++++ Dataset content ++++
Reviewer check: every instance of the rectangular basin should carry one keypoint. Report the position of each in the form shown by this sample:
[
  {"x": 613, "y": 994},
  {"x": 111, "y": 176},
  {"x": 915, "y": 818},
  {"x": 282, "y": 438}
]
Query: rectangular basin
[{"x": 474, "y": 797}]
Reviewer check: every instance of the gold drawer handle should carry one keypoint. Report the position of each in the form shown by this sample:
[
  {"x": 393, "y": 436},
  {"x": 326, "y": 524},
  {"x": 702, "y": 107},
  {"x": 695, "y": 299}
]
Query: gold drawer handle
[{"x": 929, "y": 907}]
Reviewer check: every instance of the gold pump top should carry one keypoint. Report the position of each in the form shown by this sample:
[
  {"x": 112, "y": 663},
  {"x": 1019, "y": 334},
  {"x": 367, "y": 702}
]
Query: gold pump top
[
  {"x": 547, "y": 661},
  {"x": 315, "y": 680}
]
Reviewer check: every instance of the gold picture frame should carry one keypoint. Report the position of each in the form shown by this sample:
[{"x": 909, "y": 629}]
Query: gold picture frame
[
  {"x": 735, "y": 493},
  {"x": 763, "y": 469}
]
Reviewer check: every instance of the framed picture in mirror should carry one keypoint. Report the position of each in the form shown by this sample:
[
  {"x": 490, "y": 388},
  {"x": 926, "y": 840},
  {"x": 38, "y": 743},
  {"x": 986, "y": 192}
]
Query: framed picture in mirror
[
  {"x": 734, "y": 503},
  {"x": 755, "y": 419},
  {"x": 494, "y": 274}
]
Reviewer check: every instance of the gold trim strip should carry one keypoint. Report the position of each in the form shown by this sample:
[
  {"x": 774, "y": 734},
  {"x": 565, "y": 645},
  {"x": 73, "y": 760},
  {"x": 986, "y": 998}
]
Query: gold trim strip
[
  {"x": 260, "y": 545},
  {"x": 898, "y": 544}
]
++++
## [What this task involves]
Exact copies of all the records are required.

## [Result for this exercise]
Reviewer check: every instance of the rectangular basin should carry one keypoint. Report the position of each in the form shown by this sample:
[
  {"x": 613, "y": 994},
  {"x": 111, "y": 176},
  {"x": 915, "y": 818},
  {"x": 282, "y": 438}
]
Query: rectangular basin
[{"x": 474, "y": 797}]
Reviewer check: every instance of the gold drawer handle should carry one keypoint. Report the position of each in the form shown by this sample:
[
  {"x": 393, "y": 436},
  {"x": 326, "y": 524},
  {"x": 702, "y": 107},
  {"x": 695, "y": 299}
]
Query: gold drawer handle
[{"x": 929, "y": 907}]
Reviewer check: every instance of the gold pump top should carry one keypoint. Report the position of each in the form shown by this sample:
[
  {"x": 112, "y": 663},
  {"x": 1019, "y": 334},
  {"x": 367, "y": 702}
]
Query: gold pump top
[
  {"x": 547, "y": 661},
  {"x": 315, "y": 680}
]
Reviewer check: every instance of the gold picture frame should carry one keypoint. Report the position of each in the form shown by this sample:
[{"x": 909, "y": 629}]
Query: gold picture frame
[
  {"x": 735, "y": 493},
  {"x": 763, "y": 469}
]
Reviewer check: every instance of the framed picture in mirror should carry one keypoint. Report the position of each in the form shown by this sample:
[
  {"x": 490, "y": 388},
  {"x": 926, "y": 840},
  {"x": 38, "y": 743},
  {"x": 986, "y": 192}
]
Query: framed picture in mirror
[
  {"x": 734, "y": 503},
  {"x": 755, "y": 419},
  {"x": 494, "y": 274}
]
Reviewer check: every instance of the gold trim strip should carry one keypoint. Report the position of each in the form shown by this sample:
[
  {"x": 774, "y": 734},
  {"x": 565, "y": 645},
  {"x": 73, "y": 760},
  {"x": 986, "y": 998}
]
Query: gold trim strip
[
  {"x": 260, "y": 545},
  {"x": 898, "y": 544}
]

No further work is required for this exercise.